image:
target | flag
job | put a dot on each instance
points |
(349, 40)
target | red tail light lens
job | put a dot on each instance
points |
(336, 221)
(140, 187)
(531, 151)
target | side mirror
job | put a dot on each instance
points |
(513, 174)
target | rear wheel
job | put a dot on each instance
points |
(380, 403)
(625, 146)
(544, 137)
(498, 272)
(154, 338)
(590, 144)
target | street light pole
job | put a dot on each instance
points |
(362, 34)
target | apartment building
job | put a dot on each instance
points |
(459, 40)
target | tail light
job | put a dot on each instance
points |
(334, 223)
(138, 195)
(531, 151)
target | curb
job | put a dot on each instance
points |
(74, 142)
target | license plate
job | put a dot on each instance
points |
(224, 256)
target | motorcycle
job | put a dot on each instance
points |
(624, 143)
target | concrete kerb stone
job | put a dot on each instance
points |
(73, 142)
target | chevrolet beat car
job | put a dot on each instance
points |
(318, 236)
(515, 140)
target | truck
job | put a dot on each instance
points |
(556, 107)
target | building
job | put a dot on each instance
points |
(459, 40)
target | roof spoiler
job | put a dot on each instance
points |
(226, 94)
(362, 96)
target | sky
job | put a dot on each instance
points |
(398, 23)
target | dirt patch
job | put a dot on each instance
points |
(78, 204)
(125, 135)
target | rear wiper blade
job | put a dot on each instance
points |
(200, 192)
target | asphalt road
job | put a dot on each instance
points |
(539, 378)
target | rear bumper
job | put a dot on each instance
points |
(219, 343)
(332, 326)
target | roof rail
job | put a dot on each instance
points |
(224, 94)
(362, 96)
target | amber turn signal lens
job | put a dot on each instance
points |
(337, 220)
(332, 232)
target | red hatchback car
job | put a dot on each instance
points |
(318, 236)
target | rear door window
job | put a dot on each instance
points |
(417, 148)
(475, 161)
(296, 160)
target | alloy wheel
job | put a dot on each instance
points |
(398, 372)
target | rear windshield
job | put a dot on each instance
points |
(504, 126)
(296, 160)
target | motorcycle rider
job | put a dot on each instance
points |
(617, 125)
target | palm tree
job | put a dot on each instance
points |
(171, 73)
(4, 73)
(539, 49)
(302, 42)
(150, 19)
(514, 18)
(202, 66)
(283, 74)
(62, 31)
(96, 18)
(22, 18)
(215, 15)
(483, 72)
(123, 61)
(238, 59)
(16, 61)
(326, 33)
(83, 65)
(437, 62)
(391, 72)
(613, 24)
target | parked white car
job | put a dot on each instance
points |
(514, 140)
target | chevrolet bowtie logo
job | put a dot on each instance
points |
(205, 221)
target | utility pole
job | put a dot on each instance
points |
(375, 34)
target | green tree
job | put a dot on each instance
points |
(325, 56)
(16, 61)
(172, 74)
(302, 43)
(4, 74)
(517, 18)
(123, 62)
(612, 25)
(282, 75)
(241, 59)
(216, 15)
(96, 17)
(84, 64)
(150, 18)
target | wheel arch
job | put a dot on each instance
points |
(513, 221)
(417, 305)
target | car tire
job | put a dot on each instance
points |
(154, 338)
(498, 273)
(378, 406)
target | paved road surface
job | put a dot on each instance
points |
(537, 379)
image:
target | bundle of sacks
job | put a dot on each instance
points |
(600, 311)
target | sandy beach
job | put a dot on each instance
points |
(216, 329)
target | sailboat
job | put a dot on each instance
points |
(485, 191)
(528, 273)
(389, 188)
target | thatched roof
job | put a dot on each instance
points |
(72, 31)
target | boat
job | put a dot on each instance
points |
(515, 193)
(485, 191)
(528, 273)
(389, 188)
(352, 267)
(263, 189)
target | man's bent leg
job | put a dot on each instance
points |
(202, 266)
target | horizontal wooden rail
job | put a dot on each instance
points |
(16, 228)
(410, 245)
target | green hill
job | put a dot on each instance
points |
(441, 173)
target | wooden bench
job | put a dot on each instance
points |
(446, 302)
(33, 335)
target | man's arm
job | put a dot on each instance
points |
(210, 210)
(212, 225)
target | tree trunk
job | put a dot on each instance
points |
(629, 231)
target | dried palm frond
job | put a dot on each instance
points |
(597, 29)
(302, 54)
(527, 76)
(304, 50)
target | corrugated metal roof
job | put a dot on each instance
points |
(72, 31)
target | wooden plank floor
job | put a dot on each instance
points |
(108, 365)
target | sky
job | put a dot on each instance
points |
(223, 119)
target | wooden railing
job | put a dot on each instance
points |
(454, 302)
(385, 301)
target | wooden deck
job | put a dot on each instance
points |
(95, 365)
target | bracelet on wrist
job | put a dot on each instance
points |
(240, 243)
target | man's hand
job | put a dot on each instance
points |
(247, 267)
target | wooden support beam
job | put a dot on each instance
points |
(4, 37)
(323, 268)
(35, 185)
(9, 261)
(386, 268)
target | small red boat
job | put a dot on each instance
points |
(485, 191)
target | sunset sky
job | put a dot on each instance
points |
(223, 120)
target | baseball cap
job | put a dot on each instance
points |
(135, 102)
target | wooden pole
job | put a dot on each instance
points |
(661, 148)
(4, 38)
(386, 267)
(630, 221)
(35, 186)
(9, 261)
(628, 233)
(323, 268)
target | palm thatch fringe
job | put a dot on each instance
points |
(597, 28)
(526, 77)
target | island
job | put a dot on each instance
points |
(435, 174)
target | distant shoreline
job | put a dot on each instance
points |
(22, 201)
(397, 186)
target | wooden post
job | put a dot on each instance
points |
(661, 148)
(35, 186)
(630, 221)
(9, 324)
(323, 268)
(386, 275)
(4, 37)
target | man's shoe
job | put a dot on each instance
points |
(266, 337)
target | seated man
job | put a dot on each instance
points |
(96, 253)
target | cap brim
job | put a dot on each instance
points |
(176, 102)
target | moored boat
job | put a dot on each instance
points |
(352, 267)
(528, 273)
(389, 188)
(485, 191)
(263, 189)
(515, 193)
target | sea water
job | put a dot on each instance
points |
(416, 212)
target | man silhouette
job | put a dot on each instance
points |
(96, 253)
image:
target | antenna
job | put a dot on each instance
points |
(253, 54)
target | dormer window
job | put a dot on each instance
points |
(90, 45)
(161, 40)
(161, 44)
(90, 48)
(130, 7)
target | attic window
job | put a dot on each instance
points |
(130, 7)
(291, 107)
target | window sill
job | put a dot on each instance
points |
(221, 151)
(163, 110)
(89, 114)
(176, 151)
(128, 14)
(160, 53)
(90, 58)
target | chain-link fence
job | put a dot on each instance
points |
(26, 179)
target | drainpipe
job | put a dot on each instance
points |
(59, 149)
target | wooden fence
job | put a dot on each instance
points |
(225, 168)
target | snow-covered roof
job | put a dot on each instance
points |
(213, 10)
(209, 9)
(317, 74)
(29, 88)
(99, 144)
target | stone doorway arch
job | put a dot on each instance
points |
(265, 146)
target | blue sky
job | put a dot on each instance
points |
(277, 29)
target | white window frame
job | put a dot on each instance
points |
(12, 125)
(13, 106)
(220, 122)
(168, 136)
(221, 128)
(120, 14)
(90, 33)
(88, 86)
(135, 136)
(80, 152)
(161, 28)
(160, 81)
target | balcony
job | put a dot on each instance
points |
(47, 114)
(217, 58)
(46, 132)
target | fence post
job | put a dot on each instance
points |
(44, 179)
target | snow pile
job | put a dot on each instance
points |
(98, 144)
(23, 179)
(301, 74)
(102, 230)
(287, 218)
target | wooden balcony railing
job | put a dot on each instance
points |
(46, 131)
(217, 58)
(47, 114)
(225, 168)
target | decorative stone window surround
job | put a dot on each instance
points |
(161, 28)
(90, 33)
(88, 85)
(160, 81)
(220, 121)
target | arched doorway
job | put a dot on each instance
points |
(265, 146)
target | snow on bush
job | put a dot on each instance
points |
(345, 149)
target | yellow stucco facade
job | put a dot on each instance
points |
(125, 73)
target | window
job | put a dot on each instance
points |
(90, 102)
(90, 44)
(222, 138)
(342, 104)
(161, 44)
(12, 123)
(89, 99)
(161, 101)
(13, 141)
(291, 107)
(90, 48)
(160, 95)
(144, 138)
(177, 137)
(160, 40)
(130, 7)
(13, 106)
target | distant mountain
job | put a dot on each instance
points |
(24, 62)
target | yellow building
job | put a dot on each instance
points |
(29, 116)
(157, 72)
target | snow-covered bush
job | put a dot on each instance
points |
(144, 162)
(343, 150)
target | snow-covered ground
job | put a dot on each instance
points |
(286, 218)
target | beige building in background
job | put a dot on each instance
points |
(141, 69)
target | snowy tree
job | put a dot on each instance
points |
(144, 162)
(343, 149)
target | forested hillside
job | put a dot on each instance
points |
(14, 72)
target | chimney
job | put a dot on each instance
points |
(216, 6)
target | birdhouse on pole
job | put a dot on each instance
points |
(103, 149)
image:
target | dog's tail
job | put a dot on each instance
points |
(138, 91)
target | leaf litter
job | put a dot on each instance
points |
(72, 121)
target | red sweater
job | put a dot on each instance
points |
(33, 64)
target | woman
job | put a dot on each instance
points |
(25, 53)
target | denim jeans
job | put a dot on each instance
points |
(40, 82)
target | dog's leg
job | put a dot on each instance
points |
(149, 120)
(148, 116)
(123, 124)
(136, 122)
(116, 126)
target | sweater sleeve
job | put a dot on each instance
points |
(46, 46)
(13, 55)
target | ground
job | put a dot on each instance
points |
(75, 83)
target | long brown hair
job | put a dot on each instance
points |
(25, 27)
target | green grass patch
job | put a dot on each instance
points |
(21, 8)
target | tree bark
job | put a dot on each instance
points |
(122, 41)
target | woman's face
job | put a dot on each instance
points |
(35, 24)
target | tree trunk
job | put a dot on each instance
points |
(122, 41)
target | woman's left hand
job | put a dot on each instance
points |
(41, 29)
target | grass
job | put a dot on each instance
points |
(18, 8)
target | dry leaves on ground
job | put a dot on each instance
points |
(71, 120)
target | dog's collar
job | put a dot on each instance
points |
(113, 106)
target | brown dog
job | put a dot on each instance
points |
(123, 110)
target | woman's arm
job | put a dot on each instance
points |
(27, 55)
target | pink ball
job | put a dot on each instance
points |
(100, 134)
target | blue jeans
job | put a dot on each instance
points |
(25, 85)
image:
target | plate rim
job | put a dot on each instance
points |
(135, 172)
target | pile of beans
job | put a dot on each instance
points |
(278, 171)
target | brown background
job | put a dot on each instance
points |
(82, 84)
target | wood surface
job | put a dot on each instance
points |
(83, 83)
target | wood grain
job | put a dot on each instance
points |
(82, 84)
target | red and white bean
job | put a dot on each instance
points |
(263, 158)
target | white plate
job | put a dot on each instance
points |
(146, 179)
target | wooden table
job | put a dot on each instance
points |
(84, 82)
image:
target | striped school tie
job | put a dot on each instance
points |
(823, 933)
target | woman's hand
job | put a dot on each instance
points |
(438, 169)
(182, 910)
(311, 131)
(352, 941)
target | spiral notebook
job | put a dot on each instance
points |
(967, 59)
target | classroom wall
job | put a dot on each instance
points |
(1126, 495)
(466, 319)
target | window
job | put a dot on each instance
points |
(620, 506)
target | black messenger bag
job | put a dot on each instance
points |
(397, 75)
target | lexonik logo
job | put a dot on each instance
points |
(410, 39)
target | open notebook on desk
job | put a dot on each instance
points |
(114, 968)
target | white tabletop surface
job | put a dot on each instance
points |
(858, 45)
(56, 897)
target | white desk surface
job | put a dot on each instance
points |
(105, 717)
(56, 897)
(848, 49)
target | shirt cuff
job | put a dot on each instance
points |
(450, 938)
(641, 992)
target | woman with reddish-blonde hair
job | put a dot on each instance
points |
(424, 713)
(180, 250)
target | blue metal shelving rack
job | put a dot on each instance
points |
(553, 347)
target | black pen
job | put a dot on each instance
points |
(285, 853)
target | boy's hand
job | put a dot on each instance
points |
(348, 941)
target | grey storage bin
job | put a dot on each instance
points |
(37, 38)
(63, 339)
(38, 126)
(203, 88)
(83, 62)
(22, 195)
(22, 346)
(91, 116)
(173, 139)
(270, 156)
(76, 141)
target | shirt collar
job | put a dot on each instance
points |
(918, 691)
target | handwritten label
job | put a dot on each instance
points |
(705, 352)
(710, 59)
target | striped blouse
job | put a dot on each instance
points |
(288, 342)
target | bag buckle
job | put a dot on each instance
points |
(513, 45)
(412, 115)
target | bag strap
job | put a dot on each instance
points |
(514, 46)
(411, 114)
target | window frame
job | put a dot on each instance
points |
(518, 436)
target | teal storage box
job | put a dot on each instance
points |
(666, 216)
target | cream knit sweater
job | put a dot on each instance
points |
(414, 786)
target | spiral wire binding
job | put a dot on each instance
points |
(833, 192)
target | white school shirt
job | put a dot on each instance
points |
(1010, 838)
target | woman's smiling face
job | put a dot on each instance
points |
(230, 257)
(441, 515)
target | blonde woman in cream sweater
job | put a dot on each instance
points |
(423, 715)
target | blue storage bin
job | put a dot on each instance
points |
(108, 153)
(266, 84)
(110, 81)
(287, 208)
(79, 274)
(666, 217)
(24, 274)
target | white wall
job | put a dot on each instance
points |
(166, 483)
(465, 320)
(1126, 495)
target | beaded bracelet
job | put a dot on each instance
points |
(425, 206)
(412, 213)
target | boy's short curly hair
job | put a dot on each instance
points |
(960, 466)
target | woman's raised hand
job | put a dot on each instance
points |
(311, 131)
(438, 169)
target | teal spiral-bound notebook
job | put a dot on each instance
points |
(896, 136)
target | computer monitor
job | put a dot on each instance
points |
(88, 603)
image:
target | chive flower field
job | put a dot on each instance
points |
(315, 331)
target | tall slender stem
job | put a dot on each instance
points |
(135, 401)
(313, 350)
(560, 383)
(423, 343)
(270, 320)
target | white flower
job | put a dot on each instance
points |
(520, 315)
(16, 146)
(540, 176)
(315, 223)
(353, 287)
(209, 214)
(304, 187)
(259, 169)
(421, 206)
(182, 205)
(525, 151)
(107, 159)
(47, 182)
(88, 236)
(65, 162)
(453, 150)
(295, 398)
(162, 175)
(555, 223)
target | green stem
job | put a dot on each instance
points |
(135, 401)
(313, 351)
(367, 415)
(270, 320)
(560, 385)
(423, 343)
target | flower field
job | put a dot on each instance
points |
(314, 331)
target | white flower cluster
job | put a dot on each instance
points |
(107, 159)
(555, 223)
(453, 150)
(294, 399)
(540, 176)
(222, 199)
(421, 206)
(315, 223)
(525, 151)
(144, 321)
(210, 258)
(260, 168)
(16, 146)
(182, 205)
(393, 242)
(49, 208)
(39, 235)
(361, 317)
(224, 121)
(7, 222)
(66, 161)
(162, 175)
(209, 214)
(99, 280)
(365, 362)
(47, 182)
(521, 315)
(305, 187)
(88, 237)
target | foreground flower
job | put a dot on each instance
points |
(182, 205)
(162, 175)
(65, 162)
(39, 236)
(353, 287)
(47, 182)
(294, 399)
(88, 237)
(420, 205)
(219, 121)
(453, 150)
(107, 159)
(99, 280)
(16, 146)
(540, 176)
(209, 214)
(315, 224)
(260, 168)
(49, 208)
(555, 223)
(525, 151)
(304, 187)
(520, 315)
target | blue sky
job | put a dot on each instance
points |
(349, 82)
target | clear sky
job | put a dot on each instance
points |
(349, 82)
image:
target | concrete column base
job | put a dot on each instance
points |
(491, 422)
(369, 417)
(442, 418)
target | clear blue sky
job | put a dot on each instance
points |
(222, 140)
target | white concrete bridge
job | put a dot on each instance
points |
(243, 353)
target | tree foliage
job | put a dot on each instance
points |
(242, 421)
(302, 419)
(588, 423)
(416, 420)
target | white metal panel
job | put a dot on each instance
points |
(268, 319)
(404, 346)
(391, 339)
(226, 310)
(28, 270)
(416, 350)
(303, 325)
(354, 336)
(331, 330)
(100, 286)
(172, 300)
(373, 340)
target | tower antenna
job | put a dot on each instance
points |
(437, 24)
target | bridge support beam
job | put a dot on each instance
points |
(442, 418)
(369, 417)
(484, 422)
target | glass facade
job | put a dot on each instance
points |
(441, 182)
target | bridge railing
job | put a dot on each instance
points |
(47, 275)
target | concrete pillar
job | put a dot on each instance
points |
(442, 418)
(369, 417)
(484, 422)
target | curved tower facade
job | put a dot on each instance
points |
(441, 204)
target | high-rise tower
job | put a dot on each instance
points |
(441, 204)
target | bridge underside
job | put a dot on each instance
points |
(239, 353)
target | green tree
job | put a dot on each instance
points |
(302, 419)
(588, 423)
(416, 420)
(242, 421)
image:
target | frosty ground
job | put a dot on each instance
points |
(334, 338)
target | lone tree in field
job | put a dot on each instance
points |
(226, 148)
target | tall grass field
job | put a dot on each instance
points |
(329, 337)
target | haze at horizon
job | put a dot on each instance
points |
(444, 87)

====

Written exercise:
Revise the part of the material that opens with the line containing "target | tall grass field" and runs through the end, changing "dot" to "marker" and leaving everything else as it is. Give back only those lines.

Answer to this problem:
target | tall grass field
job | put a marker on each instance
points |
(329, 337)
target | haze at horizon
job | put a marker on each instance
points |
(444, 87)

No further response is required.